## To do
Output exactly the lines from the line with "Where can you see the bare" through the end of the records below. Include nothing else.

===== Record extracts

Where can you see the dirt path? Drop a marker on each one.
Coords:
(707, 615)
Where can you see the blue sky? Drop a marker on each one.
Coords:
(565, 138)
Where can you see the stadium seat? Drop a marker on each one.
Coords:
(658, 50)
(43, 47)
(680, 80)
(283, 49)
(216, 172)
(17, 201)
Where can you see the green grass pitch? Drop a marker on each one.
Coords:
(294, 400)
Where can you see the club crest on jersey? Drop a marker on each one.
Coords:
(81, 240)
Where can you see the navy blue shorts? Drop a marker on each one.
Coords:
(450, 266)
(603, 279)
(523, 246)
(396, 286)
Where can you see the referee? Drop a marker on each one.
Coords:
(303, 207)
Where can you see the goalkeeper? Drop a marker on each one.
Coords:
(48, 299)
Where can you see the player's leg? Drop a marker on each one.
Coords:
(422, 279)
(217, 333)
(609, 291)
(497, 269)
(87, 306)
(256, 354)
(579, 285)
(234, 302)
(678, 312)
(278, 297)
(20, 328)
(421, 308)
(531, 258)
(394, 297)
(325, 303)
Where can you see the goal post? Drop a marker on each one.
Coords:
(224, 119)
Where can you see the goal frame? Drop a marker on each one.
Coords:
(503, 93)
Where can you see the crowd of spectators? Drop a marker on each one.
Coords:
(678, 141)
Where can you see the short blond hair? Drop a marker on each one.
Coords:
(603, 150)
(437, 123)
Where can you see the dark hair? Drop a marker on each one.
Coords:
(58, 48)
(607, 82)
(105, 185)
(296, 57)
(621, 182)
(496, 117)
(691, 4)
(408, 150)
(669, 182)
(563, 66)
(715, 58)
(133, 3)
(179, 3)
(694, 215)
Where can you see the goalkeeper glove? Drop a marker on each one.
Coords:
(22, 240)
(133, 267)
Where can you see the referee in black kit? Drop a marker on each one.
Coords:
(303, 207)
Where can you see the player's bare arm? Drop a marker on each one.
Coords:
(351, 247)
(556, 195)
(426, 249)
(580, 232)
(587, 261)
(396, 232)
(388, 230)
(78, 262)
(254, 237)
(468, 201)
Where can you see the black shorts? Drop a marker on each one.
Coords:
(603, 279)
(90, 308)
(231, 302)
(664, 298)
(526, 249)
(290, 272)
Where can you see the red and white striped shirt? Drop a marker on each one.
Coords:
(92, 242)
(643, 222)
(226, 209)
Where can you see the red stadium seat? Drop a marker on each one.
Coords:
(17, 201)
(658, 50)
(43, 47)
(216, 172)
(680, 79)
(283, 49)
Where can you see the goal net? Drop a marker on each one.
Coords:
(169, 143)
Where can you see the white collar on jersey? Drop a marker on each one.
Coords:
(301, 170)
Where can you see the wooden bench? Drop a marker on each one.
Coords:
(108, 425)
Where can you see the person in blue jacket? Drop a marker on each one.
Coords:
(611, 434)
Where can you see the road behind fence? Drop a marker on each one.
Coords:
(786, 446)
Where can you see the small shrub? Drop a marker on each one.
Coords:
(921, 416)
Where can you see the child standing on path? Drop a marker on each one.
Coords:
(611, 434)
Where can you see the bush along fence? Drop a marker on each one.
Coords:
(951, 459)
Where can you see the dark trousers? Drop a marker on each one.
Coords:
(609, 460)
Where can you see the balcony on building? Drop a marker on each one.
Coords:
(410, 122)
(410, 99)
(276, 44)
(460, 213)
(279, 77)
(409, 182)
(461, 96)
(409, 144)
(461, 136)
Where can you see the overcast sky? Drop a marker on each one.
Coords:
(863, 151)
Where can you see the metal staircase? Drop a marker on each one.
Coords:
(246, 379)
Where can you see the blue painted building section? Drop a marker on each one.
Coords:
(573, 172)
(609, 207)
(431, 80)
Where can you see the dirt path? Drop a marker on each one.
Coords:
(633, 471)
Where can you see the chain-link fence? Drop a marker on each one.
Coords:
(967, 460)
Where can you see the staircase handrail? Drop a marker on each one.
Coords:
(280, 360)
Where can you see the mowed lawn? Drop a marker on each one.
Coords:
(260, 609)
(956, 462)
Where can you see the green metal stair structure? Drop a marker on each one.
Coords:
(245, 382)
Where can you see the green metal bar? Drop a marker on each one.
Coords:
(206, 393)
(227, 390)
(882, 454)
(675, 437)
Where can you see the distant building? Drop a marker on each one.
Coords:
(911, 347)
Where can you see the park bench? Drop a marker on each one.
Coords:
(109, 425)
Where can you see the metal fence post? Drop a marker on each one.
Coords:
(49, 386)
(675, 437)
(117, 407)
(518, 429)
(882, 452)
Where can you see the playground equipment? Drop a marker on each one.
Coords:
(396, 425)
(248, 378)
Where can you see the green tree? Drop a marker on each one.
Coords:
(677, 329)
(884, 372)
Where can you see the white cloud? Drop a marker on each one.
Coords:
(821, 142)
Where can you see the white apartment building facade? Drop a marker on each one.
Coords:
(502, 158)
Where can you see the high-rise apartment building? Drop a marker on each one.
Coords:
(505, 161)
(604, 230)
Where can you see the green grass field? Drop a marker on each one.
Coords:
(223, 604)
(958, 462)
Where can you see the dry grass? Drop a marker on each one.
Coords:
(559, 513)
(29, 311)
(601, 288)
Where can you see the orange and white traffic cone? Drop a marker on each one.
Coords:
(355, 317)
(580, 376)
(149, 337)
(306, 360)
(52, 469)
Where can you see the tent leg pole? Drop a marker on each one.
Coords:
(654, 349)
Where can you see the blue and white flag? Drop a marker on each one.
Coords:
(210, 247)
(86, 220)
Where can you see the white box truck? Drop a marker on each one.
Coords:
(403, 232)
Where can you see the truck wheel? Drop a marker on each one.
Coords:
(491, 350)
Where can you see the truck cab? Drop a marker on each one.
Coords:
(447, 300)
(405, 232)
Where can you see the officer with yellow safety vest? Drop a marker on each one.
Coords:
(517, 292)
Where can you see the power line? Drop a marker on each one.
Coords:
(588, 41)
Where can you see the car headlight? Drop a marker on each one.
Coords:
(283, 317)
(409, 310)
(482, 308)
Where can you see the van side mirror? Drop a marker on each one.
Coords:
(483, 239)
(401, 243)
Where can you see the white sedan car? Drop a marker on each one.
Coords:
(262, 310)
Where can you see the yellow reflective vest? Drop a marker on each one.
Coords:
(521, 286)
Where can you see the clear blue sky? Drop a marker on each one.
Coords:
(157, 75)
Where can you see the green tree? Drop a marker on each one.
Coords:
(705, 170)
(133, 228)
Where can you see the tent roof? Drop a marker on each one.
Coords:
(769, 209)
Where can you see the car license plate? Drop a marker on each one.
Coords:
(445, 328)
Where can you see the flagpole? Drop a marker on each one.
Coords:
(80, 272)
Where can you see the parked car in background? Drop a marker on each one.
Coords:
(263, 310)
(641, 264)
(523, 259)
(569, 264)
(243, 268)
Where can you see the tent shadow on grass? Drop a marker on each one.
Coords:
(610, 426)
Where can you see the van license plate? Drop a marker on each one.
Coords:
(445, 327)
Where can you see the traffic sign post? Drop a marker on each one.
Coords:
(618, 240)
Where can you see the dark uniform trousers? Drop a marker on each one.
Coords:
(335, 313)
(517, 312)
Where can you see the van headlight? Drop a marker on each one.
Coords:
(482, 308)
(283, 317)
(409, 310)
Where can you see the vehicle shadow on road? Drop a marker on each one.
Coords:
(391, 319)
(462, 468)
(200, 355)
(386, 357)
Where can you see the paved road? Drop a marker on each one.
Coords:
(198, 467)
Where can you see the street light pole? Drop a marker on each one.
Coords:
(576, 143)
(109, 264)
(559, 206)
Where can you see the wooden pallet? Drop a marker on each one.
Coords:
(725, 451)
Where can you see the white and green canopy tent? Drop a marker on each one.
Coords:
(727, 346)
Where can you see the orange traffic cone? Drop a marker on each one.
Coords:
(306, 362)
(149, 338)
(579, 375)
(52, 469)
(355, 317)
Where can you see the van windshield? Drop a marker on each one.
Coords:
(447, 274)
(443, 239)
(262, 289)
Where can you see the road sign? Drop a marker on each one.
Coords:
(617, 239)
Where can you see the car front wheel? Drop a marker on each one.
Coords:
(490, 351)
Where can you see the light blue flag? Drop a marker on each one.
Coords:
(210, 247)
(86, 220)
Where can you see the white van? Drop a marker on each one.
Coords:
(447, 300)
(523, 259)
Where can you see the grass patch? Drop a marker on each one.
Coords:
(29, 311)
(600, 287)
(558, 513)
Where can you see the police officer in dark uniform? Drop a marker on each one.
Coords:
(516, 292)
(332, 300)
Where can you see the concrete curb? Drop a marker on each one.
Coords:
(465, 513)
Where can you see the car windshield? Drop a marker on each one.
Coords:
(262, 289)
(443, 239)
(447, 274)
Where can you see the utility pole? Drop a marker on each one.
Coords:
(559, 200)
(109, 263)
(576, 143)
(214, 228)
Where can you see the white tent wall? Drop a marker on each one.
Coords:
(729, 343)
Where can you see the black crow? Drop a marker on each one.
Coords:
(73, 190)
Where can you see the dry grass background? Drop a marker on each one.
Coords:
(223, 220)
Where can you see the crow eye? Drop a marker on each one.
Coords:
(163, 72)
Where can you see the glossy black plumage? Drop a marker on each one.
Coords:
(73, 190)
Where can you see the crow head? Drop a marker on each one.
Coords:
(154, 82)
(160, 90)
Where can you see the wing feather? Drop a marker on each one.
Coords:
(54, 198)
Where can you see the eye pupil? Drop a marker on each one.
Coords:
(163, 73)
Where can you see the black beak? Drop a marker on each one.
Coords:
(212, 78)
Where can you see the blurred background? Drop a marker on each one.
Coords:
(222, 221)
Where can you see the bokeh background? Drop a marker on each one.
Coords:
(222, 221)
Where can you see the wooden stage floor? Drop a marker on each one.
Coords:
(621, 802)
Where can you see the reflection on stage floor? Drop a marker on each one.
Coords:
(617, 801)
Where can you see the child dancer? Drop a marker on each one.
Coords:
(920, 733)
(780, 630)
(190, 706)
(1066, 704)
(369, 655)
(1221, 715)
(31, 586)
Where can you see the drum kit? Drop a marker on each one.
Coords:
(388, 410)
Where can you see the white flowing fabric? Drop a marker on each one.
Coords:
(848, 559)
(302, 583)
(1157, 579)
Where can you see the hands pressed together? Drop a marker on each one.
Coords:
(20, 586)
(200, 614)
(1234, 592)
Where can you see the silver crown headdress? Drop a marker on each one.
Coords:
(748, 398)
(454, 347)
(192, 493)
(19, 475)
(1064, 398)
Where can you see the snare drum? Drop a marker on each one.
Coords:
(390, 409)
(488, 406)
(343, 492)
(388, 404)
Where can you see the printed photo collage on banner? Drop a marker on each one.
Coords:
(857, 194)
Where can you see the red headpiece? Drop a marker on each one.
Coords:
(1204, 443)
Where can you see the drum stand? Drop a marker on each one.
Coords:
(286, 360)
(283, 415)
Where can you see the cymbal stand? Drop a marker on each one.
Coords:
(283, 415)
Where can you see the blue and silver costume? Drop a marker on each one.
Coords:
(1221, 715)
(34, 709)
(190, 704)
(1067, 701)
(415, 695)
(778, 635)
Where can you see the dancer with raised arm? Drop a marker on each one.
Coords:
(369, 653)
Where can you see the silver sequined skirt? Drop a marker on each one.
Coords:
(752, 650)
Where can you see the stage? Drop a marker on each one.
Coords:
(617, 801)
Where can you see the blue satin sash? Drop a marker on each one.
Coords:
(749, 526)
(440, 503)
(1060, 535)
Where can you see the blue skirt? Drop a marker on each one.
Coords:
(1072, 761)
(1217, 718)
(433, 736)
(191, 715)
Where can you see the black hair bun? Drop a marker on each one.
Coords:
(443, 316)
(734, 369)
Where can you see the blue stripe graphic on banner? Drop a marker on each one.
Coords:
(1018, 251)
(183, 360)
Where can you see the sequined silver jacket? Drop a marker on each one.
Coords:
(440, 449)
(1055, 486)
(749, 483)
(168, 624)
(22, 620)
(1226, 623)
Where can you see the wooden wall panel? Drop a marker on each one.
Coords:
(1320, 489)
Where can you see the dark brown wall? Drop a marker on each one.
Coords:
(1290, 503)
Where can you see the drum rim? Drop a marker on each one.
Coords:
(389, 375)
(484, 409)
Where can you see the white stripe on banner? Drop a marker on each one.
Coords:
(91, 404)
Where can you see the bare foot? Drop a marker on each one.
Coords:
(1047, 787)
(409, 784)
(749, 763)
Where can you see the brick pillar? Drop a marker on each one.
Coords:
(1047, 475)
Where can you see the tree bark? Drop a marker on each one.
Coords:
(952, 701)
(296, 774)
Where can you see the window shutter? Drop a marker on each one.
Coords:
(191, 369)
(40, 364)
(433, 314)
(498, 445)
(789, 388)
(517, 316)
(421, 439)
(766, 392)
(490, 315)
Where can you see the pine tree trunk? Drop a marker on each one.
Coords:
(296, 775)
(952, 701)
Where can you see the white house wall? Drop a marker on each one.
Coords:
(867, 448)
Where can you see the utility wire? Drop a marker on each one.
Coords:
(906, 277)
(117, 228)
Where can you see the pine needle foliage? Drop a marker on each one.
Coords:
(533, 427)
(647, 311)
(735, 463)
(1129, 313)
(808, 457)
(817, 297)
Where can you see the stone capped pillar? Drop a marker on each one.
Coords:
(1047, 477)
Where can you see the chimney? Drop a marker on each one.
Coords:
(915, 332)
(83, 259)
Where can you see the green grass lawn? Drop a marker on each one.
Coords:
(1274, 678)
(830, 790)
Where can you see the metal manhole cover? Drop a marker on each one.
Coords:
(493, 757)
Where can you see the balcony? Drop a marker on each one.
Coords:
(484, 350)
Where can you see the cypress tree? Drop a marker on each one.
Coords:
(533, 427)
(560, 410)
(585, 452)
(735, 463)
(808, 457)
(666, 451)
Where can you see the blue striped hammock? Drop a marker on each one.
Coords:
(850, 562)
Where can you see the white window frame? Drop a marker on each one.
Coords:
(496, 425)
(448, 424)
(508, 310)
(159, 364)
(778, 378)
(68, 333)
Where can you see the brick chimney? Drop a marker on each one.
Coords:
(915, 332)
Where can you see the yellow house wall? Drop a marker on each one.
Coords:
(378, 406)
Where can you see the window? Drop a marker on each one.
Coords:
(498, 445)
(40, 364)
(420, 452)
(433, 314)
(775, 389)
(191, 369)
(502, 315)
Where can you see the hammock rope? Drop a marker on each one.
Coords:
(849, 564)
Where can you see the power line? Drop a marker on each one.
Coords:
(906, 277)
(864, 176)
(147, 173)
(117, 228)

==========

## Output below
Where can you see the bare foot? Drop a marker on each one.
Coords:
(1047, 787)
(409, 784)
(749, 763)
Where can you see the brick pillar? Drop a marker on each one.
Coords:
(1047, 475)
Where can you see the tree bark? Drop a marker on each one.
Coords:
(952, 701)
(296, 774)
Where can you see the window shutter? Drop a marker on each one.
Coords:
(191, 369)
(40, 364)
(433, 314)
(498, 445)
(789, 388)
(517, 316)
(421, 439)
(766, 392)
(490, 315)
Where can you see the pine tree trunk? Drop a marker on each one.
Coords:
(296, 775)
(952, 701)
Where can you see the white house wall? Drop a marker on each one.
Coords:
(867, 448)
Where can you see the utility wire? Drop a marker on each one.
Coords:
(906, 277)
(117, 228)
Where can you see the pine needle foliage? Drop a marker on each one.
Coords:
(533, 427)
(647, 311)
(735, 463)
(1129, 313)
(808, 457)
(817, 297)
Where can you see the stone capped pillar? Drop a marker on each one.
Coords:
(1047, 477)
Where can you see the chimney? Drop a marker on each one.
Coords:
(915, 332)
(83, 259)
Where can you see the green grass lawn? Drop a marker on each one.
Coords:
(1274, 678)
(830, 790)
Where can you see the metal manhole cover? Drop a marker on each one.
Coords:
(493, 757)
Where can you see the balcony? Drop a marker on each one.
Coords:
(484, 350)
Where can you see the cypress tree? Drop a marker on each one.
Coords:
(533, 427)
(560, 410)
(585, 452)
(735, 463)
(808, 457)
(666, 451)
Where can you see the blue striped hammock? Drop a marker on each one.
Coords:
(850, 562)
Where can you see the white window frame? Drop a marker on each one.
Coords:
(496, 425)
(448, 424)
(508, 310)
(159, 364)
(778, 378)
(68, 333)
Where can you see the brick chimney? Drop a marker on each one.
Coords:
(915, 332)
Where can you see the yellow house wall? Drop a marker on each one.
Coords:
(378, 406)
Where can you see the window? Drop a marker on each one.
Coords:
(498, 445)
(40, 364)
(420, 452)
(433, 314)
(775, 389)
(191, 369)
(502, 315)
Where can you see the hammock rope? Drop a marker on each one.
Coords:
(849, 564)
Where can you see the power line? Drop a marker on each one.
Coords:
(906, 277)
(864, 176)
(147, 173)
(117, 228)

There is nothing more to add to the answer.